Recorded data
-- start --

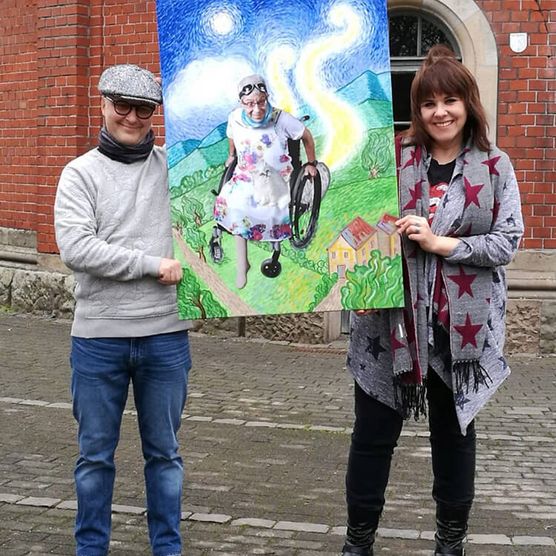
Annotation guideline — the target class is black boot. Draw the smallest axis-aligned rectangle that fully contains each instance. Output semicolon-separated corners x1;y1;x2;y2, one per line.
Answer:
434;503;471;556
341;544;373;556
342;508;381;556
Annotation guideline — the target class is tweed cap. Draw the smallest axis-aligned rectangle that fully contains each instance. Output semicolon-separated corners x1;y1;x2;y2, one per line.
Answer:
237;73;268;98
98;64;162;106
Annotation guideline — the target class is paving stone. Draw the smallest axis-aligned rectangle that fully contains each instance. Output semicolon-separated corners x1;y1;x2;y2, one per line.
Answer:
231;517;276;529
274;521;330;533
187;513;232;523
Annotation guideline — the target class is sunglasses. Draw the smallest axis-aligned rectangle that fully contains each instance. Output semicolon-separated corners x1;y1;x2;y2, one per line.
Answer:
239;83;268;98
104;97;156;120
241;99;266;110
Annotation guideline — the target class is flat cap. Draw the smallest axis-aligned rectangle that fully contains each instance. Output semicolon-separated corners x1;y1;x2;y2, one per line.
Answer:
237;73;268;98
98;64;162;105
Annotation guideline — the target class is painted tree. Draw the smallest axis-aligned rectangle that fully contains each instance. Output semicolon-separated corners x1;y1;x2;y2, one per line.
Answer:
172;196;208;262
307;272;338;311
177;268;228;319
361;128;396;179
341;250;404;309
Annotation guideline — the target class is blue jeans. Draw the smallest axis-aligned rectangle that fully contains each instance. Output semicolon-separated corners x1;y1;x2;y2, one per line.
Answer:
71;331;191;556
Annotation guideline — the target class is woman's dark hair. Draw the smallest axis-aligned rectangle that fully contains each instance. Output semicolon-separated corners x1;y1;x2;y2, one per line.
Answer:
404;44;490;151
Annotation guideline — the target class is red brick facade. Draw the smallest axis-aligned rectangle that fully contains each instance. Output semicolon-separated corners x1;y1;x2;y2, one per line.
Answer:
0;0;556;253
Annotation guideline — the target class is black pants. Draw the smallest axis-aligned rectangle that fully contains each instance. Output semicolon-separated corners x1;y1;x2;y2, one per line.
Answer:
346;369;476;525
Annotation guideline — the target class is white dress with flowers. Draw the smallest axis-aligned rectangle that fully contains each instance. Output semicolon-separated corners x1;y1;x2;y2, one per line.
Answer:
214;108;305;241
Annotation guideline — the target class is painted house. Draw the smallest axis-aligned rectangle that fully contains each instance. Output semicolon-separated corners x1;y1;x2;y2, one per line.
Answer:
376;214;401;257
327;214;400;278
327;216;378;278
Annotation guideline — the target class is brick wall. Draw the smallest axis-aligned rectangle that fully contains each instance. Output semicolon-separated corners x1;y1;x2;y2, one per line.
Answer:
0;0;556;253
477;0;556;249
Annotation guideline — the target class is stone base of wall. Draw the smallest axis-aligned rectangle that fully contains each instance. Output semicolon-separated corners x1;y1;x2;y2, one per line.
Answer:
0;228;556;355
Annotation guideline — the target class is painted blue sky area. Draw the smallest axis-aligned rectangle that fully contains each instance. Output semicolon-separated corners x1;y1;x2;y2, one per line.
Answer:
157;0;389;146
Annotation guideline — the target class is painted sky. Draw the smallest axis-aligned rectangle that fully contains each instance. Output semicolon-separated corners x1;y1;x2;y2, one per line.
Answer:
157;0;389;146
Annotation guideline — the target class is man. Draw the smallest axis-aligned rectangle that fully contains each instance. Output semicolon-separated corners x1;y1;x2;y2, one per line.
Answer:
55;65;191;556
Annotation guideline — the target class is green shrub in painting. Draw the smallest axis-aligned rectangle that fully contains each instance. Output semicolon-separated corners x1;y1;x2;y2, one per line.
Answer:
341;250;403;309
361;128;395;179
307;272;338;311
178;268;228;319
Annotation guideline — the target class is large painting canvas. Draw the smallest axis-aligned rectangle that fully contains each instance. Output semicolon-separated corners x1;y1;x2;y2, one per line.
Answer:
157;0;403;319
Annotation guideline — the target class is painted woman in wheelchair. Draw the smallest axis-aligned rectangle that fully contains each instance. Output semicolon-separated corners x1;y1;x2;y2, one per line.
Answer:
214;75;317;289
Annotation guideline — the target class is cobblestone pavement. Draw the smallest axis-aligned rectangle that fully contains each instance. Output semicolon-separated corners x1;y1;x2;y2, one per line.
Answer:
0;314;556;556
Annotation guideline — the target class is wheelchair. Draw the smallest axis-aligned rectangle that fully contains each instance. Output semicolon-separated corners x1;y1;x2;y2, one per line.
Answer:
209;121;330;278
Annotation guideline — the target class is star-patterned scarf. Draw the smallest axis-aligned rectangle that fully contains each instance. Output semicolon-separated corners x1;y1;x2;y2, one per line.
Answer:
390;138;500;418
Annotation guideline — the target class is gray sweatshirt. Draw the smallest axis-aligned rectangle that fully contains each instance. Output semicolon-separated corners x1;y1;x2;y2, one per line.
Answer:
55;146;189;338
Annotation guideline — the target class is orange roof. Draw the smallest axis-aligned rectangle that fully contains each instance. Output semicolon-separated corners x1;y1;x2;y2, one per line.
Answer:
340;216;376;249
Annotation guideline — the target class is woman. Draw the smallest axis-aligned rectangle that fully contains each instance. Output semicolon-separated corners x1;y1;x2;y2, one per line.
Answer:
214;75;317;289
342;46;523;556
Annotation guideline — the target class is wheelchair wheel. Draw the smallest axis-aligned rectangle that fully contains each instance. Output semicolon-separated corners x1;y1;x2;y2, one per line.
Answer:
211;157;237;197
290;164;322;248
261;242;282;278
261;259;282;278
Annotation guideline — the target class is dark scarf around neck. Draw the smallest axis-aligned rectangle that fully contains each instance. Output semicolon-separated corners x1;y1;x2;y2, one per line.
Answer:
98;127;154;164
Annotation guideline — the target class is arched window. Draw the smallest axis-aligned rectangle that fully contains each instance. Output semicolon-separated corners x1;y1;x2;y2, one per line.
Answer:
389;9;461;131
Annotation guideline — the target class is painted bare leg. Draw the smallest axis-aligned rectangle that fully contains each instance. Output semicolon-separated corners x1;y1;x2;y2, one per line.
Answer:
234;236;250;290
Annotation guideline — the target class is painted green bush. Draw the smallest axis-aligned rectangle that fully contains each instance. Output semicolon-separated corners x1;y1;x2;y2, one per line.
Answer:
341;250;403;309
177;268;228;319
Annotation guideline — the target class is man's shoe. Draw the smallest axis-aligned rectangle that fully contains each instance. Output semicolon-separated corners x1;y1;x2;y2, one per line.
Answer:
340;544;373;556
434;547;465;556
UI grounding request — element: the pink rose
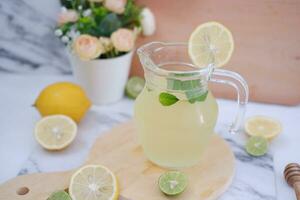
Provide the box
[111,28,135,51]
[104,0,127,14]
[58,10,78,25]
[73,35,104,60]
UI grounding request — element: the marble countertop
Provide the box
[0,0,300,200]
[0,74,300,200]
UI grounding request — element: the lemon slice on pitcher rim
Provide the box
[245,116,282,140]
[188,22,234,68]
[69,165,119,200]
[34,115,77,150]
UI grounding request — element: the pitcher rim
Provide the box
[137,41,213,77]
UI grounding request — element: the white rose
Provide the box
[141,8,156,36]
[111,28,135,52]
[73,34,104,60]
[99,37,114,53]
[104,0,127,14]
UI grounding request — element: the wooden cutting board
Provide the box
[0,122,235,200]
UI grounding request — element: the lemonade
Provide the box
[135,22,249,168]
[135,64,218,168]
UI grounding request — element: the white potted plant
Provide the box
[55,0,155,105]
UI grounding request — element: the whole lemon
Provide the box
[34,82,91,123]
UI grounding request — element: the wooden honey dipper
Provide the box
[284,163,300,200]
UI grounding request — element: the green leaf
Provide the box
[159,92,179,106]
[98,13,122,37]
[185,91,208,103]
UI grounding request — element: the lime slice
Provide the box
[189,22,234,68]
[47,191,72,200]
[34,115,77,150]
[246,136,268,156]
[125,76,145,99]
[69,165,119,200]
[245,116,282,140]
[158,171,188,195]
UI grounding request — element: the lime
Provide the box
[158,171,188,195]
[47,191,72,200]
[34,115,77,150]
[188,22,234,68]
[69,165,119,200]
[246,136,268,156]
[125,76,145,99]
[245,116,282,140]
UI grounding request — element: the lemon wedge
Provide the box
[69,165,119,200]
[34,115,77,150]
[245,116,282,140]
[188,22,234,68]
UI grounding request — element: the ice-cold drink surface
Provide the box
[134,65,218,168]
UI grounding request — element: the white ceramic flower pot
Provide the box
[70,51,133,105]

-- end --

What you will do: Please give the lines again from the line with "Annotation guideline — the target class is painted blue" through the line with "157;0;403;319", both included, replacing "smallest" with "tightest" and changing nothing else.

Task answer:
Annotation guideline — the target class is painted blue sky area. Draw the tightest axis-aligned rectangle that fully contains each instance. Output semicolon-separated corners x1;y1;x2;y2, one per line.
Answer:
157;0;389;146
Annotation guideline — the target class is painted sky. Draw the tightest axis-aligned rectangle that fully contains each instance. Output semicolon-separated corners x1;y1;x2;y2, one per line.
Answer:
157;0;389;146
Annotation guideline — the target class is man. Draw the tightest axis-aligned rectangle that fully contains each instance. Output semicolon-separated corners x1;y1;x2;y2, one per line.
Answer:
55;65;191;556
Annotation guideline — the target class is green shrub in painting. Draw the tightest axis-aligned rectangle that fully contains each instance. Output semicolon-separated corners x1;y1;x2;y2, one per line.
Answer:
341;250;403;309
361;128;395;179
307;272;338;311
178;268;228;319
Annotation guideline — the target class is large painting canvas. Draw the tightest axis-aligned rectangle that fully contains each instance. Output semicolon-separated corners x1;y1;x2;y2, one per line.
Answer:
157;0;403;319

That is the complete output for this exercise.